▶ [Task requirements]
Report each line of the data that has "tree" somewhere in it.

[Dataset excerpts]
☆ ☆ ☆ ☆ ☆

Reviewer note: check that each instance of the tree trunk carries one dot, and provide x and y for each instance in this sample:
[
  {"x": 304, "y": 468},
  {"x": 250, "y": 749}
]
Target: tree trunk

☆ ☆ ☆ ☆ ☆

▶ [Solved exercise]
Reviewer note: check that each instance of the tree trunk carries one dot, and provide x and y for each instance in this sample:
Target: tree trunk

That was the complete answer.